That is an absurd distinction. If the judges in the court majority were denied the right to buy food, and thus condemned to starvation, no one would argue that their right to live was not infringed merely because buying food involves "affirmative access" to a "commercial good."
Most constitutional rights necessarily involve "access" to a "commercial good." A newspaper can't exercise its First Amendment right to publish unless it is allowed to buy "commercial goods" like newsprint and paper. A political candidate can't communicate with voters without spending money on ads. And it is well-established that the First Amendment protects "access" to such "commercial goods."
Can't have that.
Duncan Frissell writes: "What new freedoms? In 1789 Americans had the right to ingest anything they could find or produce (unless they were Indians)." If alcohol consumption was unregulated in the 18th century, that's news to me. If the right to ingest whatever one could find or produce is an entitlement as a matter of substantive due process, then all sorts of laws are unconstitutional.
It seems like Duncan didn't read the opinion. The court notes:
That said, terminally ill people present a special case, because they don't care whether a drug is "safe" or not if it provides the only hope of a cure.
The problems with letting terminally ill people try whatever they want seem to be twofold. First, the government would be precluded from prohibiting even 100% snake-oil products, which doesn't seem right. Second, it's not always the case that no approved treatment would be effective; it's a tragedy if someone dies following an experimental treatment when they could have lived by taking an approved drug.

SUPPLIED ENTRIES –
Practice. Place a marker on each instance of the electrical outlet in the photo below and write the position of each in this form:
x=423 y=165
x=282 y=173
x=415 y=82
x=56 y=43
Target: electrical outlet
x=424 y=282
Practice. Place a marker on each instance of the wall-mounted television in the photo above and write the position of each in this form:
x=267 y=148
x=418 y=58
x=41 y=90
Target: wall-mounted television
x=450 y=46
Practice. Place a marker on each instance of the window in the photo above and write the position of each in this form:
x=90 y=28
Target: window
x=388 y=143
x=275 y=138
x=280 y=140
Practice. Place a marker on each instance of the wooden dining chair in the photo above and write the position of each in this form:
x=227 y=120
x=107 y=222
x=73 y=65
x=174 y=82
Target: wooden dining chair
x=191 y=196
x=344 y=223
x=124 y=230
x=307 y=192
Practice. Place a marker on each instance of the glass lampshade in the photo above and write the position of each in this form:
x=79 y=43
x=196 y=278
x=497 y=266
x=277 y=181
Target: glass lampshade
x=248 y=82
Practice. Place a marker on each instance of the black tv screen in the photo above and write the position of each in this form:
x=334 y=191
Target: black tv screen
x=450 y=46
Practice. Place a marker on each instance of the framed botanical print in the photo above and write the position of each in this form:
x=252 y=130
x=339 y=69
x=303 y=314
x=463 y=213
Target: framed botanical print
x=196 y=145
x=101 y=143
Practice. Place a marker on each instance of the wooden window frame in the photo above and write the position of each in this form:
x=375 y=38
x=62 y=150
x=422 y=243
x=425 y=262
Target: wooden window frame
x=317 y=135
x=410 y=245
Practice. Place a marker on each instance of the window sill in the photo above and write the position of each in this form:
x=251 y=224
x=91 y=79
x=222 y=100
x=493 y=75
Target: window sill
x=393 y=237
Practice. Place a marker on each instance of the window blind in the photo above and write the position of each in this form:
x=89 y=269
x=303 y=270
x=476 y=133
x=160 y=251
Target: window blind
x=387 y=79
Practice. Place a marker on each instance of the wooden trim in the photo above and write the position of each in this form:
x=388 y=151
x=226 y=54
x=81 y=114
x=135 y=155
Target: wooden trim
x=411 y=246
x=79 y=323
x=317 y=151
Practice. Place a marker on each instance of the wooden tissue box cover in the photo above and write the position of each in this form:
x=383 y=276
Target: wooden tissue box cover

TASK SET –
1. Copy part of the passage on the drug-access ruling without changes. Begin at the words "Can't have that." and stop after "laws are unconstitutional.".
2. Rewrite the paragraph in the passage on the drug-access ruling that begins "The problems with letting terminally ill people" as a short list that keeps its main facts.
3. Answer these questions from the passage on the drug-access ruling, one line each.
(a) What must a newspaper be allowed to buy in order to exercise its First Amendment right to publish?
(b) In Duncan Frissell's quoted statement, which group in 1789 did not have the right to ingest anything they could find or produce?
(c) Why do terminally ill people present a special case?
The entries have no connection to the passage on the drug-access ruling.

SOLUTIONS PER TASK –
1.
Can't have that.
Duncan Frissell writes: "What new freedoms? In 1789 Americans had the right to ingest anything they could find or produce (unless they were Indians)." If alcohol consumption was unregulated in the 18th century, that's news to me. If the right to ingest whatever one could find or produce is an entitlement as a matter of substantive due process, then all sorts of laws are unconstitutional.

2.
- Letting terminally ill people try whatever they want raises two problems.
- The government could not ban even products that are 100% snake oil.
- An approved treatment is sometimes effective, so a person might die on an experimental treatment when an approved drug could have kept them alive.

3.
(a) Commercial goods like newsprint and paper.
(b) Indians.
(c) They don't care whether a drug is "safe" if it provides the only hope of a cure.